• _SUPPLIED MATERIAL_
####################

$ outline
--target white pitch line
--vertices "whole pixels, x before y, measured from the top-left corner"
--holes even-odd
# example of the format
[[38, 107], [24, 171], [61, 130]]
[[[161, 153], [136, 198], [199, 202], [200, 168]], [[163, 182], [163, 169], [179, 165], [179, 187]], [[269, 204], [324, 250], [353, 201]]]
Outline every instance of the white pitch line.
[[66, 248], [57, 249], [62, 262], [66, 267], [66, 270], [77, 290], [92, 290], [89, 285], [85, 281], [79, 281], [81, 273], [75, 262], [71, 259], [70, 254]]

####################

• _WHAT IS NEEDED_
State how many lines of the data above contain the string "pitch", matching case exactly. Reply with the number alone.

• _TASK ANSWER_
2